### Job:
Update the items that begin with the line containing "Which spot sits on each instance of the blue" and end with the line containing "x=117 y=154", replacing "blue stadium seat" with "blue plastic seat" and leaving everything else unchanged. Reproduce only those lines.

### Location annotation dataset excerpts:
——————
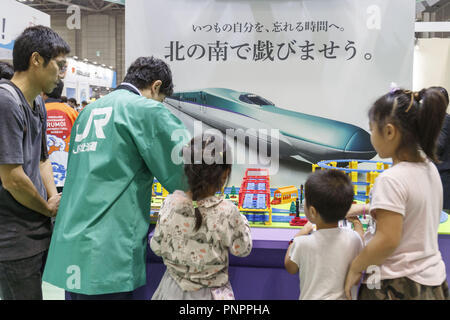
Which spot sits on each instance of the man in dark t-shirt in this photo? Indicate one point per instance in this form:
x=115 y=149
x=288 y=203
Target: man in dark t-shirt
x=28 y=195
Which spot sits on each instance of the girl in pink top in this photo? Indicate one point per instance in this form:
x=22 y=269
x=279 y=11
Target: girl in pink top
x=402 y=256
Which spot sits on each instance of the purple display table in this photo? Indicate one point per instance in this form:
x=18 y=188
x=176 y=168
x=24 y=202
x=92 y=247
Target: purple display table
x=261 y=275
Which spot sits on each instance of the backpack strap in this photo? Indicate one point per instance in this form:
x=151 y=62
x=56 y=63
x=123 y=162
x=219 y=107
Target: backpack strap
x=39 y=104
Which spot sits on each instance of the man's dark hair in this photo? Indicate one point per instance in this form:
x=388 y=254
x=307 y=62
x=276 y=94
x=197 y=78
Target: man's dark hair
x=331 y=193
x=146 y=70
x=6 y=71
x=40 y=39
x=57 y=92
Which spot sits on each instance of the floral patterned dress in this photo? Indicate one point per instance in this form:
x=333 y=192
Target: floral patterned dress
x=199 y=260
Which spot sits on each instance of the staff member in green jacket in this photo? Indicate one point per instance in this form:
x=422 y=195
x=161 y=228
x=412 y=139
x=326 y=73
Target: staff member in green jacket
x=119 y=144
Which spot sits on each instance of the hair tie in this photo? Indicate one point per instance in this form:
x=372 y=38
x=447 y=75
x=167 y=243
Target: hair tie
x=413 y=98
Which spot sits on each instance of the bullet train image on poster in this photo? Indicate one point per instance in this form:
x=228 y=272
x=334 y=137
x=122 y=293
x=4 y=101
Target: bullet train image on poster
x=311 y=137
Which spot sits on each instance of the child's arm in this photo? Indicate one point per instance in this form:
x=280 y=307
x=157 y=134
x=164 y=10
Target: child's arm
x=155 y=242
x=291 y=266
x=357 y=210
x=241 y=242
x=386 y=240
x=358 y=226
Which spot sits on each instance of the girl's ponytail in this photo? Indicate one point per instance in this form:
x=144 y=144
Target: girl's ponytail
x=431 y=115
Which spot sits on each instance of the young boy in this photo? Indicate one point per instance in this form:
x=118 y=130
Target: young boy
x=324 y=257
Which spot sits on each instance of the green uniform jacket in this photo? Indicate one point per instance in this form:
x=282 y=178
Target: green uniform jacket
——————
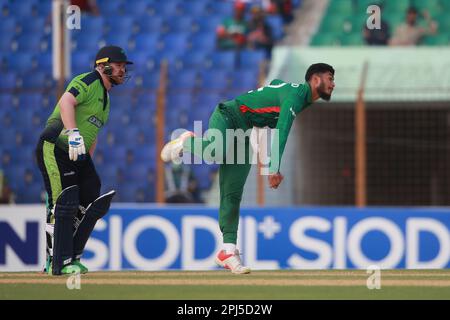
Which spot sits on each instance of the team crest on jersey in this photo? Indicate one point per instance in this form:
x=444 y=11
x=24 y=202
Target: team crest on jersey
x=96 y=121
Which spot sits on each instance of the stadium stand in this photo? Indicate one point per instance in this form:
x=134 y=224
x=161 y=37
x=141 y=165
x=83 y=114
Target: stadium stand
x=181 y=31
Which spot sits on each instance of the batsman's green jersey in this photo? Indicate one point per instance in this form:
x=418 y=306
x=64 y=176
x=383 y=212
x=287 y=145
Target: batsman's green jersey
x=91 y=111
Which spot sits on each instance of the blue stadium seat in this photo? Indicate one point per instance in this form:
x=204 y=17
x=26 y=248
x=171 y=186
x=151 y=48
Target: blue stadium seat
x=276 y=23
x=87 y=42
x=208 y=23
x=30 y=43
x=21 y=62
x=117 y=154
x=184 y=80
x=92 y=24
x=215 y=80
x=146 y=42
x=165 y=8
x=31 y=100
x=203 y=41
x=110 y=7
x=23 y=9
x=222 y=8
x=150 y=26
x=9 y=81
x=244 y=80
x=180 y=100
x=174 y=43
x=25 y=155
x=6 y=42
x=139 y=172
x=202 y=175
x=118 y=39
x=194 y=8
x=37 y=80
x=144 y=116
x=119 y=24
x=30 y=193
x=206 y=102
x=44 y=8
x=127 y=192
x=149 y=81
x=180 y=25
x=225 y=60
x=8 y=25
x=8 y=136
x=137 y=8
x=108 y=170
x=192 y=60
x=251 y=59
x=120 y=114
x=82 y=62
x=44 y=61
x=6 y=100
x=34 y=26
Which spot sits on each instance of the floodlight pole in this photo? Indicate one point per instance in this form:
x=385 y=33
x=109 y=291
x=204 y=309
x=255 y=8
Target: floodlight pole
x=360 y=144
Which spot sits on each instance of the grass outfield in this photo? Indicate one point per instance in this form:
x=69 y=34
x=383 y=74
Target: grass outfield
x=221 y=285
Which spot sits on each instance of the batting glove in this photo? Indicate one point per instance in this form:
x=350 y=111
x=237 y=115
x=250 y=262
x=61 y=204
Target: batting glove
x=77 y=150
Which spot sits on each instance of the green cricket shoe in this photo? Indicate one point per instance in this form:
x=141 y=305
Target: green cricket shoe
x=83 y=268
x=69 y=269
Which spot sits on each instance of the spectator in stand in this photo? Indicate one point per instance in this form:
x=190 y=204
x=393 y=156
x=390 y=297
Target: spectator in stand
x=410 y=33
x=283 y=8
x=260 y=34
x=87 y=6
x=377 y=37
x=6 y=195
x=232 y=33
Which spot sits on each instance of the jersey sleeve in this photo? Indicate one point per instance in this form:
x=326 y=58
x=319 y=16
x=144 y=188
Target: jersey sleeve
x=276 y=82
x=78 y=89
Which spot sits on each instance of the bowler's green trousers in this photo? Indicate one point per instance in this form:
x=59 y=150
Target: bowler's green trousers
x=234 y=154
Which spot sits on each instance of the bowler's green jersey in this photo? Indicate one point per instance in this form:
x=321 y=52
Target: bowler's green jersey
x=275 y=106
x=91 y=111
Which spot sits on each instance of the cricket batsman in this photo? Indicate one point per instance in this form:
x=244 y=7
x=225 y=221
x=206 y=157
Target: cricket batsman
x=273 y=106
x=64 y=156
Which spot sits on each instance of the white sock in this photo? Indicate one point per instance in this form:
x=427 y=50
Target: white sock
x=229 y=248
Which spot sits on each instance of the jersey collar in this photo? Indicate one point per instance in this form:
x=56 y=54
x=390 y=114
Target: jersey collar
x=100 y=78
——————
### Exercise response:
Which spot sits on each instance of the blue plastic seat in this photo? Indicate one point per instance in this form:
x=204 y=17
x=26 y=248
x=171 y=186
x=151 y=48
Target: blue plastic seat
x=276 y=23
x=87 y=42
x=208 y=23
x=30 y=43
x=21 y=62
x=117 y=154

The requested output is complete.